━━━ PAGE EXTRACT ━━━
Wednesday, December 13, 2006
- Don't tell everyone within ear shot how much you loathe the revolting peach froth that you are wearing. The quickest and most to the point disclaimer is 'the bride chose it!' usually with a high pitched voice and a poorly disguised grimace.
- Don't throw a tantrum at the bride's requests, even if she is being Bridezilla. She's stressed, she's feeling the pressure, she's relying on you.
- Guests should never flout the 'no kids' rule or be offended by it. Enjoy your night out without The Precious.
- On the other hand, if you have been invited to bring a bambino or two, don't be inconsiderate to the couple. Seat yourself near an exit at the ceremony in case of bawling or bad behaviour and remove said infant immediately. Yes, you'll miss the vows but it's not about you, is it?
- Just because it's your wedding and you registered somewhere horribly chic, doesn't mean that Aunt Mildred won't still insist on knitting you both nasty his'n'hers jumpers. Don't shake, feel or demand to know what is in the box like it's Christmas. Save your disapointment for another day.
- And if you are the gifter, never turn up with an empty but beautifully wrapped box ala The Wedding Crashers. You'll get found out, the scary bridesmaid will find you and then you'll be for it.
Etiquette and the groom
- Under no circumstances may you - the groom - ever be late. If Stag night antics look like they could delay the wedding day, hold it two weeks prior to your wedding day allowing you enough time to return from Siberia and have hospital treatment for the tape marks on your wrists.
- No matter what your bride wears or how repulsive you may find her dress sense, remember this, she's done her best and you should be suitably enamoured. Never tell her she looks like the dog's dinner or your Gran's tablecloth. 'Darling, you have a wonderful sense of fashion' is ambiguous and polite enough.
- Less is more indeed, however, you should cover your assets appropriately and consider your choice of underwear. No one wants to see your boobs at all. At all.
━━━ DATA EXTRACTS ━━━
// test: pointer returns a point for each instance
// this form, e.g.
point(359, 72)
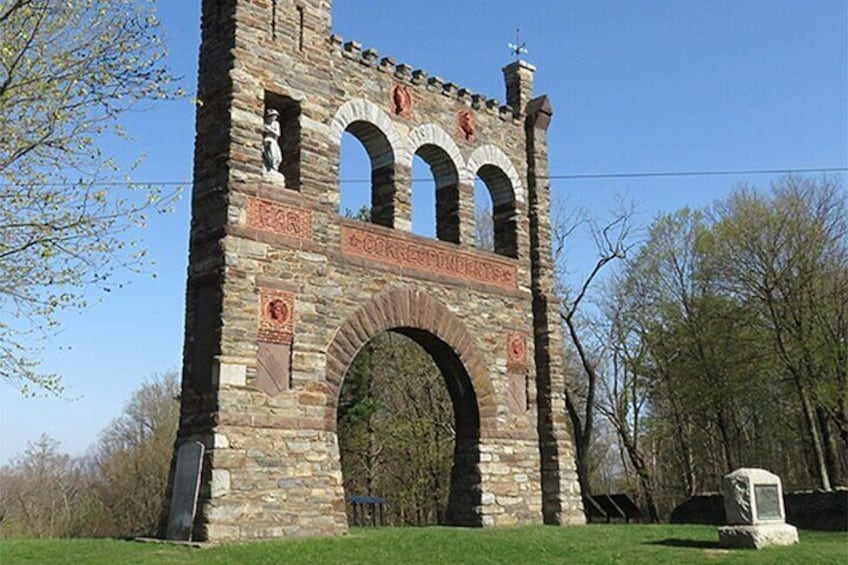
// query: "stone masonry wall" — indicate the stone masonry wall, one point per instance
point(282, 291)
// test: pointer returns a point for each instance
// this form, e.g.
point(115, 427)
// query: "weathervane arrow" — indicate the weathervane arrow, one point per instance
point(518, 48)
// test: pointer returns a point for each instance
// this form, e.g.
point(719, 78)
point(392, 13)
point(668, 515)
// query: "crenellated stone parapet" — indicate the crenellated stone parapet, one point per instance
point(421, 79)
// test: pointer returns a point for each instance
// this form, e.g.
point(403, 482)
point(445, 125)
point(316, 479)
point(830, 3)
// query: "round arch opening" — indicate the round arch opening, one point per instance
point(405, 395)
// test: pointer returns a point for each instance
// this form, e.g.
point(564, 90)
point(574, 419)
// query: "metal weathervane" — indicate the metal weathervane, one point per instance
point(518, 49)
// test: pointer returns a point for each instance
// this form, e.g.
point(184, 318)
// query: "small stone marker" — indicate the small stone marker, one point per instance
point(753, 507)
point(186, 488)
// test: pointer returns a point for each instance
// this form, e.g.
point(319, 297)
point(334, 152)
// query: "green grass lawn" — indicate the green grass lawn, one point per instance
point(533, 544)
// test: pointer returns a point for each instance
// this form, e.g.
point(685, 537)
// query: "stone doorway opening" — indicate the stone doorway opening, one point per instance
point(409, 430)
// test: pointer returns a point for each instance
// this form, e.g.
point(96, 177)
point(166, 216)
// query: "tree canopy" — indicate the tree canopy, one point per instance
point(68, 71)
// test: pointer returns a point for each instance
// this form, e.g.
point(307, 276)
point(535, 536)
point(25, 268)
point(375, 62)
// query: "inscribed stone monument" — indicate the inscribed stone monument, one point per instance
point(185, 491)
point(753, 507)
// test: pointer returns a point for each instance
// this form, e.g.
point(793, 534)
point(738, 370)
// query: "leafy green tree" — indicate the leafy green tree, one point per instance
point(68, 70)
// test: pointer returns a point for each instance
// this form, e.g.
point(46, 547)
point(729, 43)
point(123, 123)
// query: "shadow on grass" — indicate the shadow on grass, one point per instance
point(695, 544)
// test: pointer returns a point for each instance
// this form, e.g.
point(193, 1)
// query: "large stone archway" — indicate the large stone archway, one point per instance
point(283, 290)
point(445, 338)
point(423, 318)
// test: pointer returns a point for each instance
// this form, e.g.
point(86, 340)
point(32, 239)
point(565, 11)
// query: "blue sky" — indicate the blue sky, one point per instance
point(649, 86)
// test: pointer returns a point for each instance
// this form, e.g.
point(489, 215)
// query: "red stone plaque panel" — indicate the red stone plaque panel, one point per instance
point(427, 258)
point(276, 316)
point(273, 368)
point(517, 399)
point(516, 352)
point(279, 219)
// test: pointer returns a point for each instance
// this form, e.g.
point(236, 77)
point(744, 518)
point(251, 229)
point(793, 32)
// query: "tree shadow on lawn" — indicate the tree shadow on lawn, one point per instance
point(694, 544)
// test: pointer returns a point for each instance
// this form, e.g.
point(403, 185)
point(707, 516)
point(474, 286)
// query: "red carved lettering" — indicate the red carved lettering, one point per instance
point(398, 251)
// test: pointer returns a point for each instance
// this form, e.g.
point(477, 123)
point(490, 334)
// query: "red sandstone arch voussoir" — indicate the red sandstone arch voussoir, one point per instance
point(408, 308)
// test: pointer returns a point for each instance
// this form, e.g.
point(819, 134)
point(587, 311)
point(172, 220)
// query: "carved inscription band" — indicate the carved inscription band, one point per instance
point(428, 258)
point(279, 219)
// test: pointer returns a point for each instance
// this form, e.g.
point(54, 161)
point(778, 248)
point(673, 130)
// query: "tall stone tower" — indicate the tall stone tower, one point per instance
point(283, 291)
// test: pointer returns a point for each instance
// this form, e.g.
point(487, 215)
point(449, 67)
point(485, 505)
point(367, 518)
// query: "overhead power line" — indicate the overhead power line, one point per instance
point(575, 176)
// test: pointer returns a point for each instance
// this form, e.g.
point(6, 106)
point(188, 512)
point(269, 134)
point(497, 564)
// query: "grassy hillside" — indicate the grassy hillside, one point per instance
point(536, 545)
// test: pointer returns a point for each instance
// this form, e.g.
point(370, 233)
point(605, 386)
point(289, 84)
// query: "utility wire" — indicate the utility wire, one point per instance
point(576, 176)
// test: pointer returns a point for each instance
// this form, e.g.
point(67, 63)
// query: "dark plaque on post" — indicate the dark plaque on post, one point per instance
━━━
## [EXERCISE PROMPT]
From the wedding etiquette post, return the passage starting with "- Guests should" and going on through "you'll be for it.", copied word for word.

## [ANSWER SPACE]
- Guests should never flout the 'no kids' rule or be offended by it. Enjoy your night out without The Precious.
- On the other hand, if you have been invited to bring a bambino or two, don't be inconsiderate to the couple. Seat yourself near an exit at the ceremony in case of bawling or bad behaviour and remove said infant immediately. Yes, you'll miss the vows but it's not about you, is it?
- Just because it's your wedding and you registered somewhere horribly chic, doesn't mean that Aunt Mildred won't still insist on knitting you both nasty his'n'hers jumpers. Don't shake, feel or demand to know what is in the box like it's Christmas. Save your disapointment for another day.
- And if you are the gifter, never turn up with an empty but beautifully wrapped box ala The Wedding Crashers. You'll get found out, the scary bridesmaid will find you and then you'll be for it.